### Problem description
Below is a listing to write out in full, exactly as given, without its pictures.

Collected data
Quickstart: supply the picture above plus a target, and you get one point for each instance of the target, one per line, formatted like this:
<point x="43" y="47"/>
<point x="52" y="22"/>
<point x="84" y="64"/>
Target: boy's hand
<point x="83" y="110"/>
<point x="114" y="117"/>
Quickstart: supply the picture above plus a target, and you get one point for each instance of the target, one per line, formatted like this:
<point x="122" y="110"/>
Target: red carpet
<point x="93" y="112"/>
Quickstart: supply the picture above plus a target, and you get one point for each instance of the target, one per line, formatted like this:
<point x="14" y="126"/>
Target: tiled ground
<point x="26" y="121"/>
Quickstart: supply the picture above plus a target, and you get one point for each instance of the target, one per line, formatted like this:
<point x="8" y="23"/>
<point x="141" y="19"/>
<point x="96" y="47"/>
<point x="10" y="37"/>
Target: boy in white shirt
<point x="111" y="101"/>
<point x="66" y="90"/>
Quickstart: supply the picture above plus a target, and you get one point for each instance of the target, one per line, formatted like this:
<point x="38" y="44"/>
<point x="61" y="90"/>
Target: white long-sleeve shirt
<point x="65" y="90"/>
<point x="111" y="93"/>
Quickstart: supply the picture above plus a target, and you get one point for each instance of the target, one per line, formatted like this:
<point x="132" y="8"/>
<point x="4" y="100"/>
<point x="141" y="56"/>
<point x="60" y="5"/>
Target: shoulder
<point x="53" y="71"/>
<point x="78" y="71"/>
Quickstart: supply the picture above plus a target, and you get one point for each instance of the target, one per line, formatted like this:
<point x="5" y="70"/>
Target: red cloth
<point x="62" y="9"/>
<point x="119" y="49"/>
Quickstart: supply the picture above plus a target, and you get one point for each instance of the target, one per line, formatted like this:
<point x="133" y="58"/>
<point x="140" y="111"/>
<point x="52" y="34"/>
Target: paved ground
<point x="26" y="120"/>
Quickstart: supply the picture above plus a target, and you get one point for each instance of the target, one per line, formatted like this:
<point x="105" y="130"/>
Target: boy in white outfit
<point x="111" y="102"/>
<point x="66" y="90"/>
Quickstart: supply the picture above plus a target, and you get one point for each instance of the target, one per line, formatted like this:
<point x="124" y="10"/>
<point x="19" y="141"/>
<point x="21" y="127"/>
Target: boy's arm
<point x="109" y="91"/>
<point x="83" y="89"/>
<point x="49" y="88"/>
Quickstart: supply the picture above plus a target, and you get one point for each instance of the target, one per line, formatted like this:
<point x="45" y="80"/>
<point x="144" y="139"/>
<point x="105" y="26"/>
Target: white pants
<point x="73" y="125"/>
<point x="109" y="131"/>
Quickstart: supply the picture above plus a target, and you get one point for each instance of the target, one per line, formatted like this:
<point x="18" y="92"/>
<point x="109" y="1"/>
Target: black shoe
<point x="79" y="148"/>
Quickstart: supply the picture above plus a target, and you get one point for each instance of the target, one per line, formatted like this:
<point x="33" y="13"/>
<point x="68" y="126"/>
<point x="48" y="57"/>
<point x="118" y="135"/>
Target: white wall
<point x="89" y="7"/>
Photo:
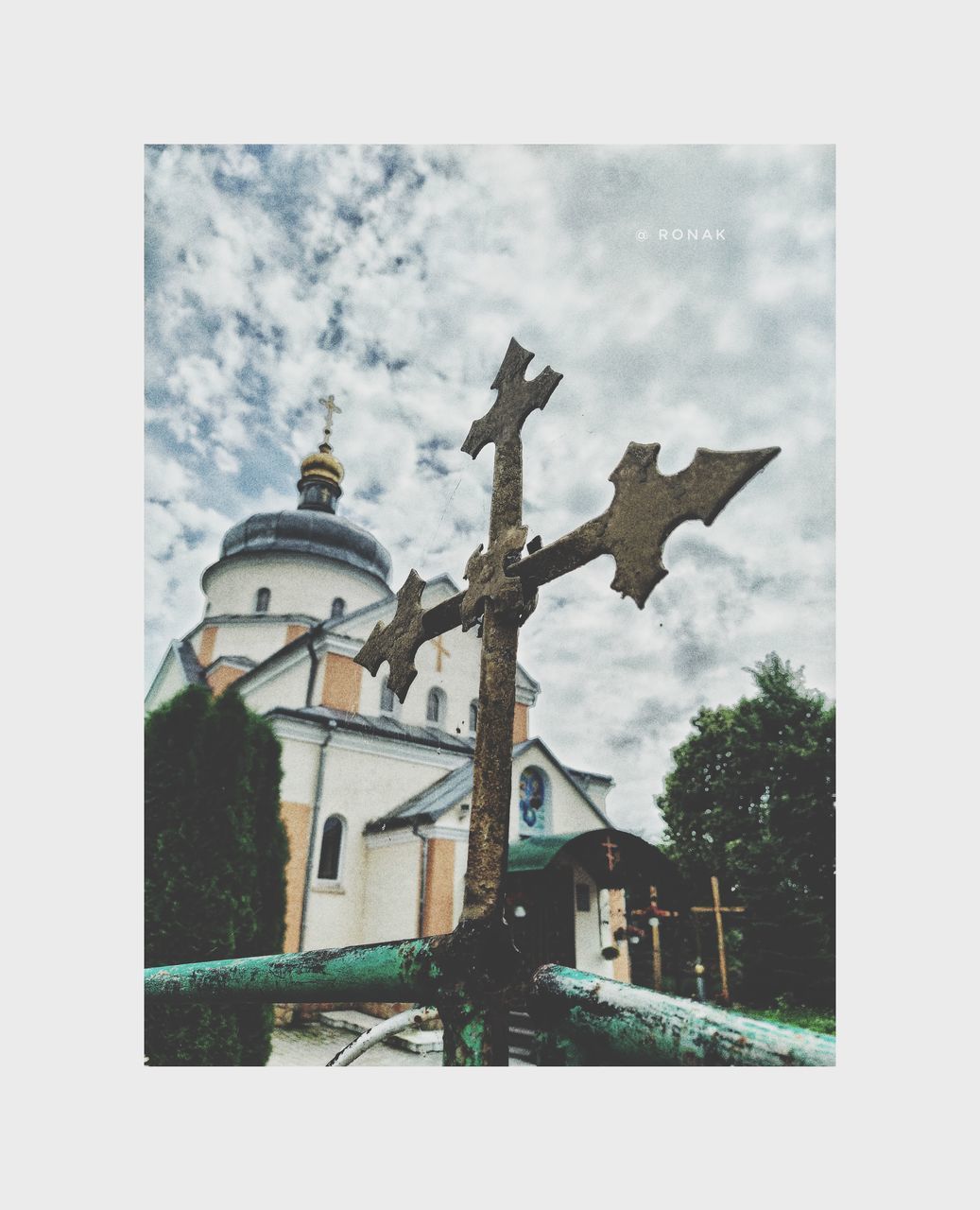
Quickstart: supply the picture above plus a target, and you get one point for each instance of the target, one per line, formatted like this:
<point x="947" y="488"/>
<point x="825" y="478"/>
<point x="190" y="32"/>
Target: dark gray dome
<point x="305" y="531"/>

### Exercise result
Quickstart: supply the picture above plus a target, and you get one point for each instance of the target, one per line, formatted like this:
<point x="43" y="47"/>
<point x="52" y="22"/>
<point x="84" y="64"/>
Target: boy's hand
<point x="83" y="110"/>
<point x="114" y="117"/>
Quickstart: supply the picture above plus a target, and you get one point for each instance of the target, one per line, formatted like this:
<point x="122" y="110"/>
Target: red carpet
<point x="93" y="112"/>
Quickstart: supply the picture above plus a target, and you get one point for each instance of the target, one per line, formatted like this:
<point x="14" y="126"/>
Target: tiled ground
<point x="26" y="121"/>
Quickstart: supply the picture above plus a target, and you get one point for each instance of the target, one per line, formatted like this:
<point x="8" y="23"/>
<point x="141" y="19"/>
<point x="96" y="47"/>
<point x="10" y="37"/>
Target: boy in white shirt
<point x="111" y="101"/>
<point x="66" y="90"/>
Quickstart: supply the picture above plus a target, and you get one point for each instance of the target, one per line, formatted like this:
<point x="38" y="44"/>
<point x="61" y="90"/>
Target: white long-sleeve shirt
<point x="65" y="90"/>
<point x="111" y="93"/>
Quickstart: supply the picture above plus a target, and you get one point for each instance of the target, one per line, formatted like this:
<point x="132" y="8"/>
<point x="4" y="100"/>
<point x="141" y="56"/>
<point x="60" y="5"/>
Target: shoulder
<point x="53" y="71"/>
<point x="78" y="71"/>
Quickstart: supply the picture above plus a target, and you get one point for each instance of the target, one per line, formatted like this:
<point x="5" y="70"/>
Target: red cloth
<point x="62" y="9"/>
<point x="119" y="49"/>
Quickstart: supply the picture above plus a target, and you get one point for each instance of the target, one per line, formatted like this:
<point x="133" y="58"/>
<point x="140" y="111"/>
<point x="52" y="34"/>
Target: paved ground
<point x="26" y="120"/>
Quickstart: supply the picture above plus a target, and you get one point for each instance of the target, one per line, formatted like this:
<point x="105" y="130"/>
Target: boy in white outfit
<point x="111" y="102"/>
<point x="66" y="90"/>
Quickstart: supply the picture above plus a target, and you get one point for each instance of the target, one per line, formatted like this:
<point x="124" y="10"/>
<point x="19" y="141"/>
<point x="21" y="127"/>
Target: boy's arm
<point x="109" y="91"/>
<point x="83" y="89"/>
<point x="49" y="88"/>
Quickstart: supply the picture above plus a target, and you get one point for each instance of the target, one per line, formatted like this:
<point x="45" y="80"/>
<point x="144" y="139"/>
<point x="105" y="26"/>
Target: white pants
<point x="73" y="125"/>
<point x="109" y="131"/>
Quickstart: supply the picture above plus a target, and you get one point for each instance of the target, one per line, formatted like this:
<point x="18" y="92"/>
<point x="109" y="1"/>
Target: black shoe
<point x="79" y="148"/>
Quickstart: supply the picture above plus a target, and you get one point for each instance of the target, one per line, formatted like this:
<point x="33" y="13"/>
<point x="68" y="126"/>
<point x="48" y="57"/>
<point x="118" y="135"/>
Target: white wall
<point x="89" y="7"/>
Photo:
Quickstart: supply the picture above plus a target, and you get one point for each instance of the target, one per line, formatted like this:
<point x="947" y="488"/>
<point x="825" y="478"/>
<point x="190" y="32"/>
Target: dark gray dome
<point x="305" y="531"/>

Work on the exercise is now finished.